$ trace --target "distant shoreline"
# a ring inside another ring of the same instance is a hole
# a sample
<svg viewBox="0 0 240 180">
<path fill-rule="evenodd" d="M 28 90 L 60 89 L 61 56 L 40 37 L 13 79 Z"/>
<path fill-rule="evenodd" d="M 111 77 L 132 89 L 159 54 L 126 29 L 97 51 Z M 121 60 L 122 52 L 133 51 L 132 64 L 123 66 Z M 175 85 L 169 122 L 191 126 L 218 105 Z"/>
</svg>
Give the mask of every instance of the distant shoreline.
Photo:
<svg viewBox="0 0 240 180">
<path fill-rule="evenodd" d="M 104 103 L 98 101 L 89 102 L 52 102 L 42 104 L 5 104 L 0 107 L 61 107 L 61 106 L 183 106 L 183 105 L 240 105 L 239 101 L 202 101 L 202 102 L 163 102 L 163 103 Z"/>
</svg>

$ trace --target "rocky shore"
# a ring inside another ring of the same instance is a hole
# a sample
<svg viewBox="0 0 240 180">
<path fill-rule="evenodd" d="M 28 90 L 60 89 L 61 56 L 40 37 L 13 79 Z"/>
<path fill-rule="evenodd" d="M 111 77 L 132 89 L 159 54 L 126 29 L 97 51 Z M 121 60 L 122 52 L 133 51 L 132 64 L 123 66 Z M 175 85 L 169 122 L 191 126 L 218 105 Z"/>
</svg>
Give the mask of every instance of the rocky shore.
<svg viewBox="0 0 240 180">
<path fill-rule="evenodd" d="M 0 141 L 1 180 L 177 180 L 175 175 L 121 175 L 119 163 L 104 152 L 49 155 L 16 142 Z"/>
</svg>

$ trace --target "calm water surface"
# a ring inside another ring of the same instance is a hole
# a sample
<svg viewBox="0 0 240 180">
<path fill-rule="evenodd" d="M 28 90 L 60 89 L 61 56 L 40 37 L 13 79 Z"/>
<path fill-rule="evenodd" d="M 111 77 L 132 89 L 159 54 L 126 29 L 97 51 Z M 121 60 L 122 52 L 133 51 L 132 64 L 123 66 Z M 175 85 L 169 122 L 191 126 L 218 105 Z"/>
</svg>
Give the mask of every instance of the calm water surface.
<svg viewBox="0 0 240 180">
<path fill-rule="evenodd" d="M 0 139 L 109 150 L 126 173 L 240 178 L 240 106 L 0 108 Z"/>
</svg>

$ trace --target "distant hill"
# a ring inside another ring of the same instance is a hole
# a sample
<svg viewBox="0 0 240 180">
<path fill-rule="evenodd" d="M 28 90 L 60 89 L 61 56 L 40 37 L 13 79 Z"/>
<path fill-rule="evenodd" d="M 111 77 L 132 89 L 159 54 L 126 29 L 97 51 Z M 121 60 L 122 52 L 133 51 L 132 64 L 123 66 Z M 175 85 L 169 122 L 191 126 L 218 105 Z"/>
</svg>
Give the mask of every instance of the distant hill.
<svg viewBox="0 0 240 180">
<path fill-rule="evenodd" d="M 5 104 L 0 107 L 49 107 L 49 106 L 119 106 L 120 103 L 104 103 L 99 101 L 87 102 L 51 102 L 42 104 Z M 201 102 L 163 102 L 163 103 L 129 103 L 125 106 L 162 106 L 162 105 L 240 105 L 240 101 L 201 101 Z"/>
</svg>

────

== WHAT THE TASK ASKS ==
Extract each line of the records that contains the word "every". Matching is case-sensitive.

== SOLUTION BELOW ==
Give the mask of every instance of the distant shoreline.
Give the mask of every instance of the rocky shore.
Give the mask of every instance of the calm water surface.
Give the mask of every instance of the distant hill.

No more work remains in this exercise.